### Requirement
Your answer must be the full set of records, repeated exactly.

### Records shown
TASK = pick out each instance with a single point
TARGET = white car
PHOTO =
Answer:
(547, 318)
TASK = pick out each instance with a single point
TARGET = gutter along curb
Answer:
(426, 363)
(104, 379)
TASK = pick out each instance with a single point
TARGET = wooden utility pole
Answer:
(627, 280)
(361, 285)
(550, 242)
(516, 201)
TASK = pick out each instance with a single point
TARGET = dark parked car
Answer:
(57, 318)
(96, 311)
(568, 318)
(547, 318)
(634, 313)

### Answer box
TASK = pick out each instance with a single point
TARGET = white car
PHOTO =
Answer:
(547, 318)
TASK = pick out each instance with a single point
TARGET = gutter along curb
Answer:
(426, 363)
(104, 379)
TASK = pick out each instance with a single point
TARGET = wooden utility pole
Answer:
(627, 280)
(361, 285)
(550, 242)
(516, 201)
TASK = pick out each instance with a single point
TARGET = dark parked car
Answer:
(57, 318)
(96, 311)
(568, 318)
(547, 318)
(634, 313)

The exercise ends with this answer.